-- Document passage follows --
At this point, it’s relatively plain sailing. We can reproduce the issue in a simple console app. I won’t list the code here, but it’s in the GitHub issue. It just times calling EndsWith once (to get it JIT compiled) and then a million times. Is it the most rigorous benchmark in the world? Absolutely not… but when the difference is between 5.3s on Linux and 0.16s on Windows, on the same hardware, I’m not worried about inaccuracy of a few milliseconds here or there.

Step 7: File a CoreCLR issue

So, as I’ve shown, I filed a bug on GitHub. I’d like to think it was a pretty good bug report:

Details of the environment
Short but complete console app ready to copy/paste/compile/run
Results

Exactly the kind of thing I’d have put into a Stack Overflow question – when I ask for a minimal, complete example on Stack Overflow, this is what I mean.

Anyway, about 20 minutes later (!!!), Stephen Toub has basically worked out the nub of it: it’s a culture issue. Initially, he couldn’t reproduce it – he saw the same results on Windows and Linux. But changing his culture to en-GB, he saw what I was seeing. I then confirmed the opposite – when I ran the code having set LANG=en-US, the problem went away for me. Stephen pulled Matt Ellis in, who gave more details as to what was going wrong behind the scenes.

Step 8: File an NUnit issue

Matt Ellis suggested filing an issue against NUnit, as there’s no reason this code should be culture-sensitive. By specifying the string comparison as Ordinal, we can go through an even faster path than using the US culture. So

if (DisplayName.EndsWith("Constraint"))

becomes

if (DisplayName.EndsWith("Constraint", StringComparison.Ordinal))

… and the equivalent for the other two calls.

I pointed out in the issue that it was also a little bit odd that this was being worked out in every Constraint constructor call, when of course it’s going to give the same result for every instance of the same type. When “every Constraint constructor call” becomes “every assertion in an entire test run”, it’s a pretty performance-critical piece of code. While unit tests aren’t important in terms of performance in the same way that production code is, anything which adds friction is bad news.

Hopefully the NUnit team will apply the simple improvement for the next release, and then the CoreCLR team can attack the tougher underlying problem over time.

Step 9: Blog about it

Open up Stack Edit, start typing: “I’ve been following the progress”… :)

Conclusion

None of the steps I’ve listed here is particularly tricky. Diagnosing problems is often more a matter of determination and being unwilling to admit defeat than cleverness. (I’m not denying that there’s a certain art to being able to find the right seam to split the problem in two, admittedly.)
-- Document passage concluded --
§ **Directions**
Resume the write-up on diagnosing slow EndsWith calls, starting right after its final sentence. The lines after this write-up on diagnosing slow EndsWith calls have no connection to it.
-- Study material follows --
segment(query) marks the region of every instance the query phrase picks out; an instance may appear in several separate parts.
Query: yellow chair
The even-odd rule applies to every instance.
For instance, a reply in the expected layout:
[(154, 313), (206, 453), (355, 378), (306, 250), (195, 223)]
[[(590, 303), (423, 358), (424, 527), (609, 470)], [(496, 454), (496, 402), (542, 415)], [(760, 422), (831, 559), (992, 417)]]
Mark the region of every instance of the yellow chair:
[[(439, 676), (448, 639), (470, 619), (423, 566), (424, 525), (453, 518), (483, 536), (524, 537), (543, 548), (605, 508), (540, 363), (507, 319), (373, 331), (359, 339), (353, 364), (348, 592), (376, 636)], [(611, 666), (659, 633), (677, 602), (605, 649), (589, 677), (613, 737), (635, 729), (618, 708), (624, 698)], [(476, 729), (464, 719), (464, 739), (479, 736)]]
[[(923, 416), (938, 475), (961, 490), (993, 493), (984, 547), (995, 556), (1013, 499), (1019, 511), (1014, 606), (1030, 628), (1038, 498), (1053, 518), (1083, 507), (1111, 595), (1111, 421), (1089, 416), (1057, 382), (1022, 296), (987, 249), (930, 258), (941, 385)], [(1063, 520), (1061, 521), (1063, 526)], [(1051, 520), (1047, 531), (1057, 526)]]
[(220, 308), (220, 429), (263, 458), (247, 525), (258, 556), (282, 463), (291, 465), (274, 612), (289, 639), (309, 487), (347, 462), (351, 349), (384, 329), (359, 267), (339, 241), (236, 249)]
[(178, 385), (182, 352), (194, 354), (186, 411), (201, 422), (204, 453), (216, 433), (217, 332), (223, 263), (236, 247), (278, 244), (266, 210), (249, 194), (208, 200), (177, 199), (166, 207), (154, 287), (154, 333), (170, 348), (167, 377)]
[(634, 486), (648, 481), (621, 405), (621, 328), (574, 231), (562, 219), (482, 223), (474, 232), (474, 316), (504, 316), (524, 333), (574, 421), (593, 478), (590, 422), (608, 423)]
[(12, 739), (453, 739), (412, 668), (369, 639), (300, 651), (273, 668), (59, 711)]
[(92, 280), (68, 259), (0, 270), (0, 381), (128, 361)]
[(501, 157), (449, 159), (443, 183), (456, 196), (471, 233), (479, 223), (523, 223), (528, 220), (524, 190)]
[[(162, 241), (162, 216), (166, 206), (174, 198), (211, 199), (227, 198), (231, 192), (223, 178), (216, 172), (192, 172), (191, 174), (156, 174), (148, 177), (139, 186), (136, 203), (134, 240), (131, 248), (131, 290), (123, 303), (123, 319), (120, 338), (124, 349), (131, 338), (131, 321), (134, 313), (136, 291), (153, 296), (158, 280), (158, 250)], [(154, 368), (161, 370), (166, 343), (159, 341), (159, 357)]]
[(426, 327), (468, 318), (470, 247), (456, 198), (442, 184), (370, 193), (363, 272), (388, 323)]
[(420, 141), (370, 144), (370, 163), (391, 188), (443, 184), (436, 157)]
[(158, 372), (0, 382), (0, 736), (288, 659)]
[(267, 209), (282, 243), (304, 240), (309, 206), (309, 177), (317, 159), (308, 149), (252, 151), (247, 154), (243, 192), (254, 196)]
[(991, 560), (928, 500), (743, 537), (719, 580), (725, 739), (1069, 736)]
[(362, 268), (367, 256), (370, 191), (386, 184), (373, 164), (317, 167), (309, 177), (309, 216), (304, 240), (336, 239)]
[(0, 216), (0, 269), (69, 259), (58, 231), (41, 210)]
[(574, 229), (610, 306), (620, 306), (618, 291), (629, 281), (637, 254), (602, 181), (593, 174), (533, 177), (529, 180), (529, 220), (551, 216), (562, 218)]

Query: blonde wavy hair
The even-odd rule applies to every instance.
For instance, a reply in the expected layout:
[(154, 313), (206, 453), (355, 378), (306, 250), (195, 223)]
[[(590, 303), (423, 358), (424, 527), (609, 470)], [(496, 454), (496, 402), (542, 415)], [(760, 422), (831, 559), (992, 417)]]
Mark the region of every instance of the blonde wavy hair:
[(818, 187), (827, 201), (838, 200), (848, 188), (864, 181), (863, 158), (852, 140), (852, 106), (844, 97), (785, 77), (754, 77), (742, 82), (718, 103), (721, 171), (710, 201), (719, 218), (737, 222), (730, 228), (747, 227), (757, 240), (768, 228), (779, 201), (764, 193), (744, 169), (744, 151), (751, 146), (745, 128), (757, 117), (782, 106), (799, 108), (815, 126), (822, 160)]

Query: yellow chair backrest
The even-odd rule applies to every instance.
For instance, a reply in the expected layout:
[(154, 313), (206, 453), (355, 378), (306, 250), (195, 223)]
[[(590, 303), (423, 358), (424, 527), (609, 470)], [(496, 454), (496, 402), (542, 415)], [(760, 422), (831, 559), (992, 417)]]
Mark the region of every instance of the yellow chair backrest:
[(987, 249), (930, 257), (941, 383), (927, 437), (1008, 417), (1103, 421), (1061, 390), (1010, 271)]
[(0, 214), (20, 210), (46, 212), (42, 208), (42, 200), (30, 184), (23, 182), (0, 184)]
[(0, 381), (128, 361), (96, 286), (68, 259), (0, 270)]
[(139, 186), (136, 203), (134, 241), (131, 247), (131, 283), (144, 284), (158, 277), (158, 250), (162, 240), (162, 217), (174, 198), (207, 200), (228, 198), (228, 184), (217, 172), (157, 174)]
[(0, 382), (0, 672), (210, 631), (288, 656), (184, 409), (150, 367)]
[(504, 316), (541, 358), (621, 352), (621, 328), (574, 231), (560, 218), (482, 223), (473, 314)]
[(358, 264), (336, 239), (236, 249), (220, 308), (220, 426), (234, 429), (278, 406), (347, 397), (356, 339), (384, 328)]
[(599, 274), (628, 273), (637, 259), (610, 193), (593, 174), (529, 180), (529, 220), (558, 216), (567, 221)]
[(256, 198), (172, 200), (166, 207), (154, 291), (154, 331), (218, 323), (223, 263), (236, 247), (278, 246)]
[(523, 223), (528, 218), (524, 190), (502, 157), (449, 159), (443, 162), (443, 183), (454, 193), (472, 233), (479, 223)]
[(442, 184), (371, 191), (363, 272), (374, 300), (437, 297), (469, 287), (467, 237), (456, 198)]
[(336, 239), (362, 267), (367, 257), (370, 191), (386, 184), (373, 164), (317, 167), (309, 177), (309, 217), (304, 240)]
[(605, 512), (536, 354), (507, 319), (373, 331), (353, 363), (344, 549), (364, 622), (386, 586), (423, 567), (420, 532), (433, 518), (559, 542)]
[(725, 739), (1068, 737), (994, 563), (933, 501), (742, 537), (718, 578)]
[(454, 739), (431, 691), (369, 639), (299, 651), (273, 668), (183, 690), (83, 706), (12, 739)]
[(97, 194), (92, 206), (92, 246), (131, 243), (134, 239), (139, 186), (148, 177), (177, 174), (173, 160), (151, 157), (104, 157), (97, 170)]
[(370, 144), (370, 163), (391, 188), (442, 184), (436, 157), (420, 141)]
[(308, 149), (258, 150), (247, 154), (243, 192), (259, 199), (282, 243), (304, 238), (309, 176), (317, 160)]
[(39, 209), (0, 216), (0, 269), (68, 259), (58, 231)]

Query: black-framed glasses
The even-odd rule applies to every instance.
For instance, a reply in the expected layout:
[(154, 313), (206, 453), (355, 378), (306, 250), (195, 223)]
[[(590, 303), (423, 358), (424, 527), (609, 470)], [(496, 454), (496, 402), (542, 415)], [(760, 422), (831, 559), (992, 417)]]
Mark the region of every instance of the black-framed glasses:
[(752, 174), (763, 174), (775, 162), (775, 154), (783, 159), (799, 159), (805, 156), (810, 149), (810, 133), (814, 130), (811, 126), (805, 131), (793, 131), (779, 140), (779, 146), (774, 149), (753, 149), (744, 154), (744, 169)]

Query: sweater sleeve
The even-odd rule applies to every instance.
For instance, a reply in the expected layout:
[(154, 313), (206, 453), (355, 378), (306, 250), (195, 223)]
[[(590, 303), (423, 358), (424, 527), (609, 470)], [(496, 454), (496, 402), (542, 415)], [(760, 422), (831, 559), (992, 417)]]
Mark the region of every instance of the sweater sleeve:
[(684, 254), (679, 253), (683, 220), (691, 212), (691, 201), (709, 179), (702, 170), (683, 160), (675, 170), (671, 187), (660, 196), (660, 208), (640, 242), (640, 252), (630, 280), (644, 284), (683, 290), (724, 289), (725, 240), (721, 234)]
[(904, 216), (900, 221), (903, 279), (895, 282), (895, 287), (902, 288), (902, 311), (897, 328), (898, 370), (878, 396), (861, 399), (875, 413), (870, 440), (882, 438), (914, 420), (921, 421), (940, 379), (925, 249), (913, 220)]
-- Study material concluded --
§ **The answer**
I hope this has been useful as a “start to finish” example of what a diagnostic session can look and feel like. It wasn’t one physical session, of course – I found bits of time to investigate it over the course of a day or so – but it would have been the same steps either way.

Smug, satisfied smile…

21 thoughts on “Tracking down a performance hit”

lazerfx says:

June 9, 2016 at 9:19 pm

I know this feeling, on a somewhat smaller scale. I’ve been dropping bug reports into various Aurelia and MVC core related repositories over the past couple of weeks, and it’s very satisfying when a bug report is a) promptly responded to, and b) quickly fixed :-D

LikeLike

Dax Fohl says:

June 10, 2016 at 2:31 am

Any idea how involved the CoreCLR issue is?

LikeLike

1. jonskeet says:
  
  June 10, 2016 at 5:55 am
  
  I think it’s probably going to be simple to improve it in some situations, but tricky to improve it more globally. That’s the sense I get from the comments on the issue – follow the link in the post for more information.
  
  LikeLiked by 1 person
  
  1. ExperiencedProgrammer says:
    
    July 18, 2016 at 11:29 am
    
    Globalization is hard.
    
    LikeLike
    
Ryan Heath says:

June 10, 2016 at 5:30 am

Nice breakdown!

I still wonder why the en-GB culture EndsWith is still slower under Linux than under Windows …
We can not always use an ordinal comparison …

// Ryan

LikeLike

1. jonskeet says:
  
  June 10, 2016 at 5:51 am
  
  There are more details on the GitHub CoreCLR issue. Basically some optimizations are assumed to be valid for en-US but not en-GB; the team has set a milestone of 1.1 to improve this.
  
  LikeLike
  
adatapost says:

June 10, 2016 at 6:12 am

Reblogged this on A datapost’s Blog.

LikeLike

Pingback: The Morning Brew #2111 | Tech News
gregsdennis says:

June 13, 2016 at 3:18 pm

Jon, that last step (9) wasn’t very clear. Could you elaborate?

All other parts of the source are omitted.